**What is expected:**
Can you turn all the items below into a Markdown table with two columns, Row and Line, giving each line its own numbered row and leaving out blank lines?

**Data records:**
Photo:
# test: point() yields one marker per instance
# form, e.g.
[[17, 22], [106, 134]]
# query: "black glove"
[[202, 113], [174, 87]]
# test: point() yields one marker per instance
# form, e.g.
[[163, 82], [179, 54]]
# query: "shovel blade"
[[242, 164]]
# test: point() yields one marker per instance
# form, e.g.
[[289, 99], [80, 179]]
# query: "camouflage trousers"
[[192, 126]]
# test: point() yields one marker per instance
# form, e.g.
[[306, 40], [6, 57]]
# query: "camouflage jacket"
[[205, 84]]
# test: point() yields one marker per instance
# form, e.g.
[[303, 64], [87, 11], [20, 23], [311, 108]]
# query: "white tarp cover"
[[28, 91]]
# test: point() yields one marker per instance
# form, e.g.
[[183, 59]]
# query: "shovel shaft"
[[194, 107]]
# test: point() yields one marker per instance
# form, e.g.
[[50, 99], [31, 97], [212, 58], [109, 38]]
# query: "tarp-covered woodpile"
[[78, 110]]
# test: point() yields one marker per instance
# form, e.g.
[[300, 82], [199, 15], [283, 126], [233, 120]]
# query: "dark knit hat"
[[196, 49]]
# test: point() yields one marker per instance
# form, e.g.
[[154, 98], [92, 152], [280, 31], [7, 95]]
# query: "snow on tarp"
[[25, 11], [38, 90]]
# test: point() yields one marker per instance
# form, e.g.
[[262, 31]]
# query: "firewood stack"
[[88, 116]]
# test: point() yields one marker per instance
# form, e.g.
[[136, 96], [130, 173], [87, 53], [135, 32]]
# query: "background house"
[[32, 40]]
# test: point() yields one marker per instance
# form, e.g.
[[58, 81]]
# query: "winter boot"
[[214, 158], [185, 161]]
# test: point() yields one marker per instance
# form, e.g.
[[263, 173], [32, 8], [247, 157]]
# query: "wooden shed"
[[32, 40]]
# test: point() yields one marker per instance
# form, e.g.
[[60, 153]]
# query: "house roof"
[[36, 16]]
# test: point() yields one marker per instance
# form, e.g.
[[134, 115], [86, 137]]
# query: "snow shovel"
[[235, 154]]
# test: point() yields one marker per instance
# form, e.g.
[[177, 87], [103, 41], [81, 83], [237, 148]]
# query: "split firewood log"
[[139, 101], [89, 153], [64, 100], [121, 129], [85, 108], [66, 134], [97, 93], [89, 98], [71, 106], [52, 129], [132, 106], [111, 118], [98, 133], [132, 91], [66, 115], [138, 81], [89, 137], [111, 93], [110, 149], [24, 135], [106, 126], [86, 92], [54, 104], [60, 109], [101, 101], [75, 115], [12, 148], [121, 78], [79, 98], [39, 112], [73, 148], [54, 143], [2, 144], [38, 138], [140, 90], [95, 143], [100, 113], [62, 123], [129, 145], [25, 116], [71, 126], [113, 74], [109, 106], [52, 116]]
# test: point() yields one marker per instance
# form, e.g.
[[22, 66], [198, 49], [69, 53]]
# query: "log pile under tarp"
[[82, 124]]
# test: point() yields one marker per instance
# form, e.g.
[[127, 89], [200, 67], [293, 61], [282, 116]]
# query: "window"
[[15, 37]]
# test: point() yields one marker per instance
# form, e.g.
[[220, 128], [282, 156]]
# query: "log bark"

**Finished answer:**
| Row | Line |
|---|---|
| 1 | Photo: |
| 2 | # test: point() yields one marker per instance |
| 3 | # form, e.g. |
| 4 | [[17, 22], [106, 134]] |
| 5 | # query: "black glove" |
| 6 | [[202, 113], [174, 87]] |
| 7 | # test: point() yields one marker per instance |
| 8 | # form, e.g. |
| 9 | [[163, 82], [179, 54]] |
| 10 | # query: "shovel blade" |
| 11 | [[242, 164]] |
| 12 | # test: point() yields one marker per instance |
| 13 | # form, e.g. |
| 14 | [[289, 99], [80, 179]] |
| 15 | # query: "camouflage trousers" |
| 16 | [[192, 126]] |
| 17 | # test: point() yields one marker per instance |
| 18 | # form, e.g. |
| 19 | [[306, 40], [6, 57]] |
| 20 | # query: "camouflage jacket" |
| 21 | [[205, 84]] |
| 22 | # test: point() yields one marker per instance |
| 23 | # form, e.g. |
| 24 | [[303, 64], [87, 11], [20, 23], [311, 108]] |
| 25 | # query: "white tarp cover" |
| 26 | [[28, 91]] |
| 27 | # test: point() yields one marker per instance |
| 28 | # form, e.g. |
| 29 | [[183, 59]] |
| 30 | # query: "shovel shaft" |
| 31 | [[194, 107]] |
| 32 | # test: point() yields one marker per instance |
| 33 | # form, e.g. |
| 34 | [[50, 99], [31, 97], [212, 58], [109, 38]] |
| 35 | # query: "tarp-covered woodpile" |
| 36 | [[78, 110]] |
| 37 | # test: point() yields one marker per instance |
| 38 | # form, e.g. |
| 39 | [[300, 82], [199, 15], [283, 126], [233, 120]] |
| 40 | # query: "dark knit hat" |
| 41 | [[196, 49]] |
| 42 | # test: point() yields one marker per instance |
| 43 | # form, e.g. |
| 44 | [[154, 98], [92, 152], [280, 31], [7, 95]] |
| 45 | # query: "snow on tarp" |
| 46 | [[25, 11], [38, 90]] |
| 47 | # test: point() yields one marker per instance |
| 48 | # form, e.g. |
| 49 | [[262, 31]] |
| 50 | # query: "firewood stack" |
| 51 | [[88, 116]] |
| 52 | # test: point() yields one marker per instance |
| 53 | # form, e.g. |
| 54 | [[136, 96], [130, 173], [87, 53], [135, 32]] |
| 55 | # query: "background house" |
| 56 | [[32, 40]] |
| 57 | # test: point() yields one marker per instance |
| 58 | # form, e.g. |
| 59 | [[58, 81]] |
| 60 | # query: "winter boot" |
| 61 | [[214, 158], [185, 161]] |
| 62 | # test: point() yields one marker per instance |
| 63 | # form, e.g. |
| 64 | [[263, 173], [32, 8], [247, 157]] |
| 65 | # query: "wooden shed" |
| 66 | [[32, 40]] |
| 67 | # test: point() yields one marker per instance |
| 68 | # form, e.g. |
| 69 | [[60, 153]] |
| 70 | # query: "house roof" |
| 71 | [[36, 16]] |
| 72 | # test: point() yields one marker per instance |
| 73 | # form, e.g. |
| 74 | [[134, 115], [86, 137]] |
| 75 | # query: "snow shovel" |
| 76 | [[235, 154]] |
| 77 | # test: point() yields one marker per instance |
| 78 | # form, e.g. |
| 79 | [[177, 87], [103, 41], [81, 83], [237, 148]] |
| 80 | # query: "split firewood log" |
| 81 | [[139, 101], [89, 153], [64, 100], [121, 129], [85, 108], [66, 134], [97, 93], [89, 98], [71, 106], [52, 129], [132, 106], [111, 118], [98, 133], [132, 91], [66, 115], [138, 81], [89, 137], [111, 93], [110, 149], [24, 135], [106, 126], [86, 92], [54, 104], [60, 109], [101, 101], [75, 115], [12, 148], [121, 78], [79, 98], [39, 112], [73, 148], [54, 143], [2, 144], [38, 138], [140, 90], [95, 143], [100, 113], [62, 123], [129, 145], [25, 116], [71, 126], [113, 74], [109, 106], [52, 116]] |
| 82 | # test: point() yields one marker per instance |
| 83 | # form, e.g. |
| 84 | [[22, 66], [198, 49], [69, 53]] |
| 85 | # query: "log pile under tarp" |
| 86 | [[82, 124]] |
| 87 | # test: point() yields one marker per instance |
| 88 | # form, e.g. |
| 89 | [[127, 89], [200, 67], [293, 61], [282, 116]] |
| 90 | # query: "window" |
| 91 | [[15, 37]] |
| 92 | # test: point() yields one marker per instance |
| 93 | # form, e.g. |
| 94 | [[220, 128], [282, 156]] |
| 95 | # query: "log bark" |